## Given problem
Count the lines below that contain the string "coords", and reply with that number alone.

*** Supplied material

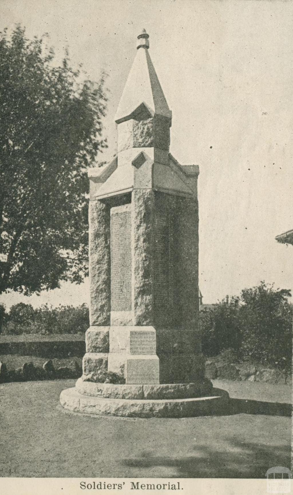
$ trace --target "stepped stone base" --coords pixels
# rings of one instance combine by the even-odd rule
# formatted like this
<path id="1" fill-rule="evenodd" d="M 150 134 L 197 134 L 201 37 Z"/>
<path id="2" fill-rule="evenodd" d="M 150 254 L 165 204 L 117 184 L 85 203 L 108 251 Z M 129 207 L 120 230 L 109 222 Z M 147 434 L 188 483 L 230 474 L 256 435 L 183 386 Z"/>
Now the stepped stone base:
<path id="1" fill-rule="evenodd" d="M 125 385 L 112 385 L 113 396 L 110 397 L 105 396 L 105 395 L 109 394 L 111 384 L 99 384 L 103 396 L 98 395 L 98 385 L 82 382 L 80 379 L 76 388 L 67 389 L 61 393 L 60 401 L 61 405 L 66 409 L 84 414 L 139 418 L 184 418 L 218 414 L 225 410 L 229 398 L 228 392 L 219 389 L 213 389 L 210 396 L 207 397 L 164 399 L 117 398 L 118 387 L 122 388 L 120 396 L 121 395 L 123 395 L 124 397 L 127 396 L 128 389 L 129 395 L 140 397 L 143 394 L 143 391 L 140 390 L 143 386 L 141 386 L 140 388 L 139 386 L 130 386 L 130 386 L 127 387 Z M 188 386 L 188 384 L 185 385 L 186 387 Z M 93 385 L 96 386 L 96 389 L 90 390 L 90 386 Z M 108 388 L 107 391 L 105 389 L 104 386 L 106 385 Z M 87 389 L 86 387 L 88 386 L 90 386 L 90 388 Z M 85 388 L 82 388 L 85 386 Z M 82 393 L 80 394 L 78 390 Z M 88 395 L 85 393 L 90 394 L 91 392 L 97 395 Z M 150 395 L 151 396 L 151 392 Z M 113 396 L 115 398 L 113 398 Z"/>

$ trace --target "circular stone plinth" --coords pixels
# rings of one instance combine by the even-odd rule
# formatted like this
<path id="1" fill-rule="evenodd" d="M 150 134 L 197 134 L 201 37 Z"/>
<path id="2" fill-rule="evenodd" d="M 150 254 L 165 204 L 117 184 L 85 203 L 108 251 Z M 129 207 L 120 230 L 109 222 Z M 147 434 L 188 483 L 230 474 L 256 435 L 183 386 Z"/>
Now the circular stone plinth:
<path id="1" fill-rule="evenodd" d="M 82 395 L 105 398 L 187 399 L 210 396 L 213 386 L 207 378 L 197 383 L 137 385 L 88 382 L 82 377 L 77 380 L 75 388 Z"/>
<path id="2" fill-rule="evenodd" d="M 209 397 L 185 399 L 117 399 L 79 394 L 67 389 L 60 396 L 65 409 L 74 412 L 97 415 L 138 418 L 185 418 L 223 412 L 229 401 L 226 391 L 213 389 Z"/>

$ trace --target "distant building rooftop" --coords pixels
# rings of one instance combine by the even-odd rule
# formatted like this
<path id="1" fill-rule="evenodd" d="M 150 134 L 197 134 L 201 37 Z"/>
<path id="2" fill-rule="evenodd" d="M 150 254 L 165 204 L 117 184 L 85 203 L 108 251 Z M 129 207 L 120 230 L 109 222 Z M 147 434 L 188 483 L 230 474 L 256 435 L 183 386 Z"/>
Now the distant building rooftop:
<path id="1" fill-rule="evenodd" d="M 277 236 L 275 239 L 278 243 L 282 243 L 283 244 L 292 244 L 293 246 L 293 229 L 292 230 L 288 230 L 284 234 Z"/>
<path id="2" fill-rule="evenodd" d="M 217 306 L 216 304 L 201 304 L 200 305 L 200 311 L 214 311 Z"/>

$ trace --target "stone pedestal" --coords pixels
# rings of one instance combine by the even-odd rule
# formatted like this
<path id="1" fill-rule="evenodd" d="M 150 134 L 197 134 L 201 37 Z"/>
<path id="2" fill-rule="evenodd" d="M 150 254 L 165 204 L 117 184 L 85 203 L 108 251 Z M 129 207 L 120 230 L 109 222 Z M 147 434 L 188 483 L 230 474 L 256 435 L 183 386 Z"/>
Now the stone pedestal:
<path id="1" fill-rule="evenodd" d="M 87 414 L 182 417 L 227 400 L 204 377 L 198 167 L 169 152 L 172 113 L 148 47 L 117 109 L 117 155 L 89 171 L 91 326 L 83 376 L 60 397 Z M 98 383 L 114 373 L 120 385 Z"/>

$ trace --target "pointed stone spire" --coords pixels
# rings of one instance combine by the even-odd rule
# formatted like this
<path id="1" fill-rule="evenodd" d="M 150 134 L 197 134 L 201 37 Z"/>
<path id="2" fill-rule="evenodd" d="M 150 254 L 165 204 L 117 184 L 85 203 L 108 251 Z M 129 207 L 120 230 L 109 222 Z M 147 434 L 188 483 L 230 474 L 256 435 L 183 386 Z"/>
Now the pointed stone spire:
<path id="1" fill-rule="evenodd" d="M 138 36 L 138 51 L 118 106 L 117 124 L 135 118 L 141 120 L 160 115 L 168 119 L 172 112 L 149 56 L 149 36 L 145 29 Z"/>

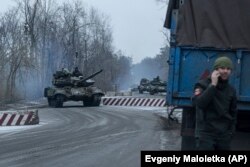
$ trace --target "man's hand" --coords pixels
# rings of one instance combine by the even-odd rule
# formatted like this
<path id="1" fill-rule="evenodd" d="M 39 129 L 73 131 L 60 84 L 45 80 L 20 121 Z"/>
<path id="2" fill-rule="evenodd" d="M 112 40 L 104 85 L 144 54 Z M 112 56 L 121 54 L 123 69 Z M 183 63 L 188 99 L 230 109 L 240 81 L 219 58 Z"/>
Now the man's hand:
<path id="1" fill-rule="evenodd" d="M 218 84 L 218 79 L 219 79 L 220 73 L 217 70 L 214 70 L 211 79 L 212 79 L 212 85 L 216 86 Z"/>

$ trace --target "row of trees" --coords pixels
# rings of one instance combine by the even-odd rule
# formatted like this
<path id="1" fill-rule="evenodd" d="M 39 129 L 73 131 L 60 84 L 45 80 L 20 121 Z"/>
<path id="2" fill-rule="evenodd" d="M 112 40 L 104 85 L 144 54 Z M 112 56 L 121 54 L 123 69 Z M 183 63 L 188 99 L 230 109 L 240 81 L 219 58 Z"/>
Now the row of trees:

******
*** Supplied material

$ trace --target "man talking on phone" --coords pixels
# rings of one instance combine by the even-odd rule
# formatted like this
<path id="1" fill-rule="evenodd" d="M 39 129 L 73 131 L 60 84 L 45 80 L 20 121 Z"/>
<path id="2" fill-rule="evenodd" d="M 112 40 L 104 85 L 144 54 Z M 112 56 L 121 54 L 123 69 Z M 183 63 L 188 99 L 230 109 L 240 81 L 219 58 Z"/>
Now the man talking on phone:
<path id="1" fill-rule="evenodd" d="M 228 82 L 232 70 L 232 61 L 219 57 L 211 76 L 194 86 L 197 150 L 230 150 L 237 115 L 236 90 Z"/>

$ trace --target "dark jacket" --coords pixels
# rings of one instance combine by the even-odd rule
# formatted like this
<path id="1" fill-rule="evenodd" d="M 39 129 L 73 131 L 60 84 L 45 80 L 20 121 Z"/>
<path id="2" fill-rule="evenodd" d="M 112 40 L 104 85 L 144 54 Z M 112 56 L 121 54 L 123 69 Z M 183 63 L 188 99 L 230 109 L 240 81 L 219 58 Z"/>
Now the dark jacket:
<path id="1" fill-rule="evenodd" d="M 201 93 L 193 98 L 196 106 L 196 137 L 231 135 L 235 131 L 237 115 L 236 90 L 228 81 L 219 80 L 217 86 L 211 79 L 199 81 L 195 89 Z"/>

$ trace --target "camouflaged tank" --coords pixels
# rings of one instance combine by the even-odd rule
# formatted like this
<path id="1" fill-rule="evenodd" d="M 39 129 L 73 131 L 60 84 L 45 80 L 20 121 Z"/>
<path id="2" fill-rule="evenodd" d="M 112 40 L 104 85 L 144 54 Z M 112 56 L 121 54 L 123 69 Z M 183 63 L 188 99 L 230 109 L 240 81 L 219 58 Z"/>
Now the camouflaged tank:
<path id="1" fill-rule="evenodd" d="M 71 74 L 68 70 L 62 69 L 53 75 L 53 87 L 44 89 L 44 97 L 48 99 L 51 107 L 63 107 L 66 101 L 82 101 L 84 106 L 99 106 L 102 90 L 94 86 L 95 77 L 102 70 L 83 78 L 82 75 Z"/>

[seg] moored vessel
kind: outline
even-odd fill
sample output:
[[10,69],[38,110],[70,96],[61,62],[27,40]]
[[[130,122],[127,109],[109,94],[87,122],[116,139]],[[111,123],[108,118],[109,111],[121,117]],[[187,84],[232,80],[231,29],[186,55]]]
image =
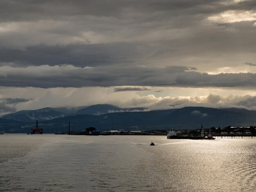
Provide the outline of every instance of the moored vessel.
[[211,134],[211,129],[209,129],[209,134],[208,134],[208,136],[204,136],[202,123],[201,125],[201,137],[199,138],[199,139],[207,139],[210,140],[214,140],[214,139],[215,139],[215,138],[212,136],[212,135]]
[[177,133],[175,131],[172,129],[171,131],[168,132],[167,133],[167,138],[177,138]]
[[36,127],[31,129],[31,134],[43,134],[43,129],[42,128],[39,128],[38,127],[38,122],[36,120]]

******

## Exercise result
10